── Data section

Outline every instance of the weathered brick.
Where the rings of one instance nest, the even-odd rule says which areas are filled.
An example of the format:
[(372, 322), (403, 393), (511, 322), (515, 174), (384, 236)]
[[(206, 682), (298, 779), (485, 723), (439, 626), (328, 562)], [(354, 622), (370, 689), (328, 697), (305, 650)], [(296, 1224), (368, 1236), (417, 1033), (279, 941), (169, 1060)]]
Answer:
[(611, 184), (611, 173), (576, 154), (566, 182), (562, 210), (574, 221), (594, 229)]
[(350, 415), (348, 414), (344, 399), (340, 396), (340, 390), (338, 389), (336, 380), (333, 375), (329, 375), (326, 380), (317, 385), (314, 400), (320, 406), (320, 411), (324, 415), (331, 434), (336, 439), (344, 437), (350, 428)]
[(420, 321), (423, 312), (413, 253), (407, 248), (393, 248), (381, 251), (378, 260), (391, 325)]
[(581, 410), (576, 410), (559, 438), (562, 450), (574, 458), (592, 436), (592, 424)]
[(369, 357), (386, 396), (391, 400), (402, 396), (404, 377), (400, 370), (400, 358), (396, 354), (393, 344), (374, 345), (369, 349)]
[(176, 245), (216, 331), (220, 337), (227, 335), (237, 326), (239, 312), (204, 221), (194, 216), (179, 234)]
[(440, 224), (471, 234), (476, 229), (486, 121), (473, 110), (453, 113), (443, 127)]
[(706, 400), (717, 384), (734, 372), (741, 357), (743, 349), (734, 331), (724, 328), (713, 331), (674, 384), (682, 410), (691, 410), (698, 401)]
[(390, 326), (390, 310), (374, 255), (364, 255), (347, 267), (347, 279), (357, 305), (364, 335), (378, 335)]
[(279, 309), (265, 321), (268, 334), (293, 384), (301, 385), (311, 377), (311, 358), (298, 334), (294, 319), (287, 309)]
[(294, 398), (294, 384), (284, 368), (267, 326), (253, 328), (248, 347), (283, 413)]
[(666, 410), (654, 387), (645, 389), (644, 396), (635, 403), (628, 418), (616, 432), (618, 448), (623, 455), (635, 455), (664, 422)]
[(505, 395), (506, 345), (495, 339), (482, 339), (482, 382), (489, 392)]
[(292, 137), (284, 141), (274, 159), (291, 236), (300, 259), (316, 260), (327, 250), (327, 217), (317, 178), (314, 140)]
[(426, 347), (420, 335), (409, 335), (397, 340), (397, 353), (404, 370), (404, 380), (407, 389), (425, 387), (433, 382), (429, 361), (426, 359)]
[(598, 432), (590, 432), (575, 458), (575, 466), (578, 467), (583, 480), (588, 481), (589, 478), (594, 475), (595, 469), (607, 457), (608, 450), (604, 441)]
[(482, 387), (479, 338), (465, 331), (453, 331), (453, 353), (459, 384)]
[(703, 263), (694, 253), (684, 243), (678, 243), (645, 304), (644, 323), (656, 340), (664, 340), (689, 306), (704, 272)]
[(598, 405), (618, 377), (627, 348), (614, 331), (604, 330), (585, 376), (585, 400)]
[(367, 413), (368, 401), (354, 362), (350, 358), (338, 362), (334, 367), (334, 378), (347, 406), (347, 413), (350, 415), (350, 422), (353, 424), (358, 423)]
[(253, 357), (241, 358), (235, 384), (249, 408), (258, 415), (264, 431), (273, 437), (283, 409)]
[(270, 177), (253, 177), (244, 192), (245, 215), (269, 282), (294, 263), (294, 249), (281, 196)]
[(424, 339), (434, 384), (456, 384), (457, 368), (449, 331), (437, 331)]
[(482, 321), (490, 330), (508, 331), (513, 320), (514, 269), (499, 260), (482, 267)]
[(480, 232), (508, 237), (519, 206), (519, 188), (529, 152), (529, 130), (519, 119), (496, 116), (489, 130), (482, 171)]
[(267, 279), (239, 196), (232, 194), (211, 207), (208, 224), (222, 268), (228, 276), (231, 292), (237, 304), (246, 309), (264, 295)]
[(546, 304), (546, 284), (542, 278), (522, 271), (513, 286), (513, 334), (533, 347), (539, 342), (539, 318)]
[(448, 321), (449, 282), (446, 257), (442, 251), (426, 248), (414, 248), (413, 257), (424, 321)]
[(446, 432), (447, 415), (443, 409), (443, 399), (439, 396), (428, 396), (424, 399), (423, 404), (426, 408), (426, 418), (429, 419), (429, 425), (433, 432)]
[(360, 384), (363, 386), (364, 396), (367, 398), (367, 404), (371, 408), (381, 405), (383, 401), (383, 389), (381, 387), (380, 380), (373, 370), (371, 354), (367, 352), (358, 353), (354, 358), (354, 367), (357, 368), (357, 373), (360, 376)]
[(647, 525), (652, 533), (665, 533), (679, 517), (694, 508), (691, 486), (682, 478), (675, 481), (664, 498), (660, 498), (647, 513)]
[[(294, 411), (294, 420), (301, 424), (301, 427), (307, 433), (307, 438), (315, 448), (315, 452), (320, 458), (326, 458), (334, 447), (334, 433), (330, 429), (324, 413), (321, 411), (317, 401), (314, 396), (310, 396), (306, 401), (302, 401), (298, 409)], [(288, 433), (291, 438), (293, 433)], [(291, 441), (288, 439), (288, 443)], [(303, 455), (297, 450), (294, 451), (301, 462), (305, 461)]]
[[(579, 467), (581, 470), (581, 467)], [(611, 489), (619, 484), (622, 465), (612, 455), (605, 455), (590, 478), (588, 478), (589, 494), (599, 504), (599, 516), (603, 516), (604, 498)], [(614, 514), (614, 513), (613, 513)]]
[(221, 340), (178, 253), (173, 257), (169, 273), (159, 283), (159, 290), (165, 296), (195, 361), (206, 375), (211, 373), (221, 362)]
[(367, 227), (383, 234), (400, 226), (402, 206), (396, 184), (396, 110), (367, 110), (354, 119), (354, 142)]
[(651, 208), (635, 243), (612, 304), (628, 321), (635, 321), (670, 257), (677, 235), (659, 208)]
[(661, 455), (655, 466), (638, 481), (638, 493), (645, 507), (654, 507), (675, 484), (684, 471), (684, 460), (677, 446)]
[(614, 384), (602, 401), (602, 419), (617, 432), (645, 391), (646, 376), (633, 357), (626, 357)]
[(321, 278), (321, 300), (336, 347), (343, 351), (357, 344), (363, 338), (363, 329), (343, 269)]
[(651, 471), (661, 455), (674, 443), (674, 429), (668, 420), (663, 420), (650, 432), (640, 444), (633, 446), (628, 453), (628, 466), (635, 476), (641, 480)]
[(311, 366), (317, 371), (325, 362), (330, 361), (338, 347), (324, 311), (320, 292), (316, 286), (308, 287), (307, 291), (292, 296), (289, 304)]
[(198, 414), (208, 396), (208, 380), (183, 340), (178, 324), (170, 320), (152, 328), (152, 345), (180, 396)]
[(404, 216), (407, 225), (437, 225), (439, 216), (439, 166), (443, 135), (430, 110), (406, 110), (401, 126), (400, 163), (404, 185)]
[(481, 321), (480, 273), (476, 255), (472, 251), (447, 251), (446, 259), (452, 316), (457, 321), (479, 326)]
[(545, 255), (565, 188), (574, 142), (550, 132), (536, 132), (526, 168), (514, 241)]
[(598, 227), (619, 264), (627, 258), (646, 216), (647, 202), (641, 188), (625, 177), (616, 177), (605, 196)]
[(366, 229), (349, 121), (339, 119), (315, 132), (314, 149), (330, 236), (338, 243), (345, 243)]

────

Swap "weathered brick" for "mossy stone" throughout the data above, leaving everything else as it is.

Solution below:
Outline every instance of the mossy stone.
Where the rings of one instance nest, the even-odd rule says which areas are filled.
An example of the format:
[(372, 322), (403, 393), (511, 322), (515, 174), (384, 236)]
[[(206, 682), (298, 779), (485, 723), (439, 626), (328, 562)], [(354, 622), (370, 689), (328, 697), (305, 650)], [(296, 1224), (368, 1236), (417, 1033), (279, 941), (169, 1060)]]
Answer:
[(611, 184), (611, 173), (576, 154), (566, 182), (562, 210), (574, 221), (594, 229)]
[(350, 415), (348, 414), (344, 399), (340, 396), (340, 390), (338, 389), (336, 380), (333, 375), (329, 375), (326, 380), (317, 385), (314, 400), (320, 406), (320, 411), (324, 415), (331, 434), (336, 439), (344, 437), (350, 428)]
[(420, 321), (423, 312), (413, 253), (407, 248), (393, 248), (381, 251), (378, 260), (391, 325)]
[(581, 410), (576, 410), (559, 438), (562, 450), (574, 458), (592, 436), (592, 424)]
[(369, 357), (386, 396), (391, 400), (402, 396), (404, 377), (400, 370), (400, 358), (396, 354), (393, 344), (374, 345), (369, 349)]
[(176, 245), (216, 331), (220, 337), (227, 335), (237, 326), (239, 312), (204, 221), (194, 216), (179, 234)]
[(440, 224), (471, 234), (476, 229), (486, 121), (473, 110), (453, 113), (443, 127)]
[(706, 400), (717, 384), (734, 372), (741, 357), (743, 349), (734, 331), (724, 328), (713, 331), (674, 384), (682, 410), (691, 410), (698, 401)]
[(390, 326), (390, 310), (374, 255), (364, 255), (347, 267), (347, 279), (357, 305), (364, 335), (378, 335)]
[(279, 309), (265, 321), (268, 334), (293, 384), (301, 385), (311, 377), (311, 358), (298, 334), (294, 319), (287, 309)]
[(294, 398), (294, 384), (284, 368), (267, 326), (253, 328), (248, 347), (283, 413)]
[(666, 410), (654, 387), (645, 389), (644, 396), (635, 403), (628, 418), (616, 432), (618, 448), (623, 455), (635, 455), (664, 422)]
[(505, 395), (506, 345), (495, 339), (482, 339), (482, 382), (489, 392)]
[(292, 137), (284, 141), (274, 159), (291, 236), (300, 259), (316, 260), (327, 250), (327, 217), (317, 178), (314, 140)]
[(426, 347), (420, 335), (409, 335), (397, 340), (397, 353), (404, 370), (404, 380), (407, 389), (425, 387), (433, 382), (429, 361), (426, 359)]
[(598, 432), (590, 432), (575, 458), (575, 466), (578, 467), (583, 480), (588, 481), (589, 478), (594, 475), (595, 469), (607, 457), (608, 450), (604, 441)]
[(482, 387), (479, 338), (465, 331), (453, 331), (453, 353), (459, 384)]
[(703, 263), (694, 253), (684, 243), (678, 243), (645, 304), (644, 323), (656, 340), (664, 340), (689, 306), (704, 272)]
[(598, 405), (618, 377), (627, 348), (614, 331), (604, 330), (585, 376), (585, 400)]
[(367, 413), (368, 401), (354, 362), (350, 358), (338, 362), (334, 367), (334, 378), (347, 406), (347, 413), (350, 415), (350, 422), (353, 424), (358, 423)]
[(253, 357), (241, 358), (235, 384), (249, 408), (258, 415), (264, 431), (273, 437), (283, 409)]
[(270, 177), (253, 177), (244, 192), (245, 215), (269, 282), (294, 263), (294, 249), (281, 196)]
[(424, 339), (434, 384), (456, 384), (457, 368), (449, 331), (437, 331)]
[(482, 321), (490, 330), (508, 331), (513, 320), (514, 269), (499, 260), (482, 267)]
[(480, 232), (508, 237), (519, 206), (519, 188), (529, 152), (529, 130), (519, 119), (496, 116), (489, 130), (482, 171)]
[(267, 279), (239, 196), (232, 194), (211, 207), (208, 224), (222, 268), (228, 276), (231, 292), (237, 304), (246, 309), (264, 295)]
[(546, 304), (546, 284), (542, 278), (522, 271), (513, 286), (513, 334), (533, 347), (539, 342), (539, 318)]
[(448, 321), (449, 282), (446, 257), (442, 251), (426, 248), (414, 248), (413, 257), (424, 321)]
[(446, 432), (447, 415), (443, 409), (443, 399), (439, 396), (428, 396), (424, 399), (423, 404), (426, 408), (426, 418), (429, 419), (429, 425), (433, 432)]
[(360, 384), (363, 386), (364, 396), (367, 398), (367, 404), (371, 408), (381, 405), (383, 401), (383, 389), (381, 387), (380, 380), (373, 370), (371, 354), (367, 352), (358, 353), (354, 358), (354, 367), (357, 368), (357, 373), (360, 376)]
[(647, 525), (652, 533), (665, 533), (679, 517), (694, 508), (691, 486), (682, 478), (675, 481), (664, 498), (660, 498), (647, 513)]
[[(294, 411), (294, 420), (301, 424), (301, 427), (307, 433), (307, 438), (315, 448), (315, 452), (320, 458), (326, 458), (334, 447), (334, 433), (330, 429), (324, 413), (321, 411), (317, 401), (314, 396), (310, 396), (306, 401), (302, 401), (298, 409)], [(288, 433), (291, 438), (293, 433)], [(291, 441), (288, 439), (288, 443)], [(303, 455), (297, 450), (294, 451), (301, 462), (305, 461)]]
[[(579, 467), (581, 470), (581, 467)], [(611, 489), (619, 484), (622, 465), (612, 455), (605, 455), (590, 478), (588, 478), (589, 494), (599, 504), (599, 516), (603, 516), (604, 498)], [(614, 514), (614, 513), (613, 513)]]
[(221, 340), (178, 253), (173, 257), (169, 273), (159, 283), (159, 290), (165, 296), (195, 361), (206, 375), (211, 373), (221, 362)]
[(367, 227), (383, 234), (400, 226), (402, 206), (396, 184), (396, 110), (367, 110), (354, 119), (354, 142)]
[(651, 208), (635, 243), (612, 304), (628, 321), (635, 321), (670, 257), (677, 235), (659, 208)]
[(661, 455), (655, 466), (638, 481), (638, 493), (645, 507), (654, 507), (675, 484), (684, 471), (684, 460), (677, 446)]
[(614, 384), (602, 401), (602, 419), (617, 432), (645, 391), (646, 376), (633, 357), (626, 357)]
[(321, 278), (321, 300), (336, 347), (343, 351), (357, 344), (363, 338), (363, 329), (343, 269)]
[(651, 471), (661, 455), (674, 443), (674, 429), (668, 420), (663, 420), (650, 432), (640, 444), (633, 446), (628, 453), (628, 466), (635, 476), (641, 480)]
[(311, 366), (317, 371), (325, 362), (330, 361), (338, 347), (324, 311), (320, 292), (316, 286), (308, 287), (307, 291), (292, 296), (289, 304)]
[(198, 414), (208, 396), (208, 380), (183, 340), (178, 324), (170, 320), (152, 328), (152, 345), (180, 396)]
[(404, 216), (407, 225), (437, 225), (439, 216), (439, 166), (443, 135), (430, 110), (406, 110), (401, 126), (400, 163), (404, 185)]
[(481, 321), (480, 273), (476, 255), (472, 251), (447, 251), (446, 259), (452, 316), (457, 321), (479, 326)]
[(545, 255), (565, 188), (574, 142), (550, 132), (536, 132), (526, 168), (514, 241)]
[(598, 227), (619, 264), (627, 258), (646, 216), (647, 202), (641, 188), (625, 177), (616, 177), (605, 196)]
[(366, 229), (349, 121), (339, 119), (315, 132), (314, 149), (330, 236), (338, 243), (345, 243)]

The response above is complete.